▶ **Your tasks**
(1) Decide whether each statement agrees with the healthcare vote post below: (a) Dennis Kucinich voted for the bill; (b) Pelosi lost 39 of the 40 votes she had to cushion victory; (c) the writer calls the "public plan" the most crucial aspect of change. For each, answer yes or no and quote the words from the post that settle it.
(2) List every phrase that the healthcare vote post below places in double quotation marks, in the order the phrases appear.

▶ **Study text**
——————

Part of the problem, too, over the weekend was the monumental sense of self-congratulation: as much as there's a significant milestone in having a close vote to pass such an enormous element of the ultimate reform package, too much of the lauding of Nancy Pelosi and Democrats celebrated what hasn't happened. And, to my chagrin, people who've held out admirably against the Obama-era vogue for celebrating in the future tense succumbed to it.
Missing from most laudatory comments was any sense of perspective, and almost any sense of balancing the problematic with the historic. As I said earlier, too many posts (usually men) did a "yes, but" with the Stupak Amendment... but that was simply one aspect. Just as often, few mentioned that the House vote suggested more bad news than good, given that Pelosi struggled, more than anyone expected, to find a bare majority of her members, losing 39 of the 40 votes she had to cushion victory. And not just, as many noted, losing "Blue Dog" conservatives: Dennis Kucinich voted against the bill, noting that if you are truly a progressive who favors single payer... there was nothing to like in the utimate compromise.
Kucinich made a good, sensible point that underlined how much liberals and progressives have given over to the politics of the process in DC and abandoned the very goals that "healthcare reform" was meant to accomplish. As I've said all along, fetishizing a "public plan" which was always a modest adjunct to other, far more crucial, aspects of change, made a hash of the whole bill. And as a result, people got swept up in the MSM presentation of "historic moment" journalism over good sense, I'm convinced.

——————

▶ **Region descriptions in natural language**
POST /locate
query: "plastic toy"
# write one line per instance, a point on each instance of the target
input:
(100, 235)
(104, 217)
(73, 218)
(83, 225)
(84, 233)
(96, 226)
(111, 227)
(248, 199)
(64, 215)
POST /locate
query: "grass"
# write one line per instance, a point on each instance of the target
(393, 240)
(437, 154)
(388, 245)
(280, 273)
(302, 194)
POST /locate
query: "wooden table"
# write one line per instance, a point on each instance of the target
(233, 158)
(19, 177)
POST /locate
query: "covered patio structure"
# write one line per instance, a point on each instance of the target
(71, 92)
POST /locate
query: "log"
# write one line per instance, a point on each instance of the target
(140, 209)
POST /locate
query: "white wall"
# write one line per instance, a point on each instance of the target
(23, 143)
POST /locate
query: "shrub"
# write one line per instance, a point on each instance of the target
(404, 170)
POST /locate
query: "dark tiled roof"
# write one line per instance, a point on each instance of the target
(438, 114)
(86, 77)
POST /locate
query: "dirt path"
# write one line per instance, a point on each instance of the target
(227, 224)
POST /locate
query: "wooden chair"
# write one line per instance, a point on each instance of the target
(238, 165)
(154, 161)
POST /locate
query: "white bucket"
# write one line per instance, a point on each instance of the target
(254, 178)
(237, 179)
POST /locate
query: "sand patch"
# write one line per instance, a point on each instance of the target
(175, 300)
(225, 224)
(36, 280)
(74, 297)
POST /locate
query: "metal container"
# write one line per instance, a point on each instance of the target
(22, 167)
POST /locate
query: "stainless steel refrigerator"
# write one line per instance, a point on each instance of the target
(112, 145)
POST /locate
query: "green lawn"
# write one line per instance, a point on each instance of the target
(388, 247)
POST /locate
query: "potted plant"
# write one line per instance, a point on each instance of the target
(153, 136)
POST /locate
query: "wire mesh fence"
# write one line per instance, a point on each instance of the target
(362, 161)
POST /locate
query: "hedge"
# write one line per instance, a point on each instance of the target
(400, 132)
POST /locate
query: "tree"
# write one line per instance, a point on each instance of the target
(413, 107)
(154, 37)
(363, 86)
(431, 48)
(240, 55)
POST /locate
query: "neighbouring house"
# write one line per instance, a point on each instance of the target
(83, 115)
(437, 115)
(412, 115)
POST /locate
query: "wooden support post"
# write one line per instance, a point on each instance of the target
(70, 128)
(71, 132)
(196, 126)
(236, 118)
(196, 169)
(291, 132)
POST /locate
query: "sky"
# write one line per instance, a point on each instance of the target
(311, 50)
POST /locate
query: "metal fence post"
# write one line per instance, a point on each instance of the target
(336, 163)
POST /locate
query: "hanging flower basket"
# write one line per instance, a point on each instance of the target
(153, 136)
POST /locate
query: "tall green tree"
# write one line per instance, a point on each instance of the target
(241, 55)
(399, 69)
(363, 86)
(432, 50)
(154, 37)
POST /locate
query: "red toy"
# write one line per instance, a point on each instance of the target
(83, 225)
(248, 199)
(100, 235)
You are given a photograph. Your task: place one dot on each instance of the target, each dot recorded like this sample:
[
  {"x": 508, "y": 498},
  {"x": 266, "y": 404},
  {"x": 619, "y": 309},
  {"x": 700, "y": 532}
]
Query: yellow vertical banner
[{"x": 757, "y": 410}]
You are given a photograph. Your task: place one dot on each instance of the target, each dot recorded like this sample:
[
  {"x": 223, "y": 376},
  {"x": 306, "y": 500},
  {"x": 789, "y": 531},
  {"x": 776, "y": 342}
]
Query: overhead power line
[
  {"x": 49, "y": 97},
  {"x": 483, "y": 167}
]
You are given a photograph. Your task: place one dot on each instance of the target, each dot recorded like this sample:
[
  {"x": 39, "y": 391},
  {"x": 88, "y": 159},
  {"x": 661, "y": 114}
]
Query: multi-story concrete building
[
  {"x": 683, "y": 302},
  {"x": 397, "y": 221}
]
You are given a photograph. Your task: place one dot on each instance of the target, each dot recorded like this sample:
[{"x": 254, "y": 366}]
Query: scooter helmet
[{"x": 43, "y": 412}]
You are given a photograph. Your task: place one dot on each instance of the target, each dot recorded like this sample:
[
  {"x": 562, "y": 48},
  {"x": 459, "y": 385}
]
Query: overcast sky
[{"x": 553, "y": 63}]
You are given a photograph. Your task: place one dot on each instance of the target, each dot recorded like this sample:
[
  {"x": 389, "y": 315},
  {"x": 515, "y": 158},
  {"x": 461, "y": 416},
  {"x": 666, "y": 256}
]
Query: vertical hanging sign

——————

▶ **Answers to the exercises**
(1)
(a) No: "Dennis Kucinich voted against the bill"
(b) Yes: "losing 39 of the 40 votes she had to cushion victory"
(c) No: "a "public plan" which was always a modest adjunct to other, far more crucial, aspects of change"

(2)
"yes, but"
"Blue Dog"
"healthcare reform"
"public plan"
"historic moment"